What you have to do →
Rewrite all of these lines, requests included, adding 35 to every coordinate in the answers.
##### Excerpted data
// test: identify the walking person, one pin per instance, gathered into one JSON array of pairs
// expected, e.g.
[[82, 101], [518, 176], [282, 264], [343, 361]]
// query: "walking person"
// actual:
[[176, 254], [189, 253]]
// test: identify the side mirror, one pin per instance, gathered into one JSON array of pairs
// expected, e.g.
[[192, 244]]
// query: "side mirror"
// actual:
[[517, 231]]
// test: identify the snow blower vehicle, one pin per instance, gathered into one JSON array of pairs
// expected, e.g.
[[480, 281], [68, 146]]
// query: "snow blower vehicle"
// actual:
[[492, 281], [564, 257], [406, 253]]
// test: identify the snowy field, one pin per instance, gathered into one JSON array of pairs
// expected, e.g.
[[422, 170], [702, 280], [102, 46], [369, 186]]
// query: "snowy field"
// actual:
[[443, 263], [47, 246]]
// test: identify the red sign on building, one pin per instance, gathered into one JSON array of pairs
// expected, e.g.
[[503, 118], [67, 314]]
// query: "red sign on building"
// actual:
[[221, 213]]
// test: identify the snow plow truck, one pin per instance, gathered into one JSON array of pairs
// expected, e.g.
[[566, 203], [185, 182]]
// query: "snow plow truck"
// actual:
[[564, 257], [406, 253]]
##########
Full output →
// test: identify the walking person, one pin per instance, gathered into one JSON array of pairs
// expected, e.g.
[[82, 101], [518, 176], [282, 264], [343, 361]]
// query: "walking person"
// actual:
[[211, 289], [224, 288]]
// test: identify the side mirror, one pin per instance, gathered into one JSON array of pairs
// expected, e.g.
[[192, 244]]
// query: "side mirror"
// actual:
[[552, 266]]
// test: identify the snow blower vehicle, one pin per instance, gathered into one JSON array of pairs
// expected, e.g.
[[480, 281], [68, 146]]
// query: "snow blower vehicle"
// actual:
[[527, 316], [599, 292], [441, 288]]
// test: identify the snowy field, one pin per instance, gathered into one JSON array of pairs
// expected, e.g.
[[422, 170], [702, 280], [102, 46], [369, 186]]
// query: "snowy field"
// actual:
[[478, 298], [82, 281]]
// test: identify the red sign on building, one pin per instance, gathered into one JSON array of pairs
// expected, e.g.
[[503, 118], [67, 314]]
// query: "red sign on building"
// actual:
[[256, 248]]
// test: identify the snow plow truck, one pin per instance, gathered into one JSON array of pairs
// expected, e.g.
[[566, 203], [185, 182]]
// query: "snow plow truck"
// actual:
[[599, 292], [441, 288]]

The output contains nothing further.